▶ To do:
1. Answer these from the commit text:
(a) What Change-Id does it give?
(b) Which test method is cited for the fix to the candidate list in NextSpans?
(c) What date is listed for version 0.58.0?
2. Reproduce everything in the commit text from "Change-Id: Ia2a8a65b580071527d53409310a374b6e78f6721" down to "- TestRepetitionIndex.testRepetitionSnippetBug3() (margaretha)".

━━━━━ Text shown

Fixed the candidate list in NextSpans.
Change-Id: Ia2a8a65b580071527d53409310a374b6e78f6721
diff --git a/Changes b/Changes
index e6c2849..61d9b4c 100644
--- a/Changes
+++ b/Changes
@@ -8,7 +8,9 @@
- [bugfix] Remove entries from matchList that are not in the same
document in NextSpans (diewald)
- [bugfix] Fixed skipTo in NextSpans, see de.ids_mannheim.korap.index.
- TestRepetitionIndex.testRepetitionSnippetBug3() (margaretha)
+ TestRepetitionIndex.testRepetitionSnippetBug3() (margaretha)
+ - [bugfix] Fixed the candidate list in NextSpans, see de.ids_mannheim.
+ korap.index.TestNextIndex.testNextExpansion() (margaretha)
0.58.0 2018-09-03
- [feature] Implemented referencing cached collection (margaretha)

━━━━━━━━━━
━━━━━ Record extracts

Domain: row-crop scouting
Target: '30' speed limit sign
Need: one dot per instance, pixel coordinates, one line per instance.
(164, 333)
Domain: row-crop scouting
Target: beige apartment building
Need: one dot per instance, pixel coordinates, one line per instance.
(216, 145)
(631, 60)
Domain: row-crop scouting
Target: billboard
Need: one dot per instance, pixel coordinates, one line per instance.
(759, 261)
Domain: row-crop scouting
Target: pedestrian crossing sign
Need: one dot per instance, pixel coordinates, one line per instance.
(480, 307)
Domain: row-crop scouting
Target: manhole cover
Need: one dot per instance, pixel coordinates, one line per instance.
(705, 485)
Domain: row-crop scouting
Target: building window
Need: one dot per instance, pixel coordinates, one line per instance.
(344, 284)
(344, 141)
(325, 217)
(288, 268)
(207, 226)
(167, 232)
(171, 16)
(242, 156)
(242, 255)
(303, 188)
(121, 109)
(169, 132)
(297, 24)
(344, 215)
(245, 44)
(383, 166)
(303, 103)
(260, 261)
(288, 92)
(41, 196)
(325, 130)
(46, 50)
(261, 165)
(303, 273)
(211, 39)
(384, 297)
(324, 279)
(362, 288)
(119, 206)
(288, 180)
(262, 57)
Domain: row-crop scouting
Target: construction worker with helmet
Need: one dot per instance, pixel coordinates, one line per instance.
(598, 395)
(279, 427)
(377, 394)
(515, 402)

━━━━━━━━━━

▶ Solutions:
1.
(a) Ia2a8a65b580071527d53409310a374b6e78f6721
(b) testNextExpansion() in TestNextIndex
(c) 2018-09-03

2.
Change-Id: Ia2a8a65b580071527d53409310a374b6e78f6721
diff --git a/Changes b/Changes
index e6c2849..61d9b4c 100644
--- a/Changes
+++ b/Changes
@@ -8,7 +8,9 @@
- [bugfix] Remove entries from matchList that are not in the same
document in NextSpans (diewald)
- [bugfix] Fixed skipTo in NextSpans, see de.ids_mannheim.korap.index.
- TestRepetitionIndex.testRepetitionSnippetBug3() (margaretha)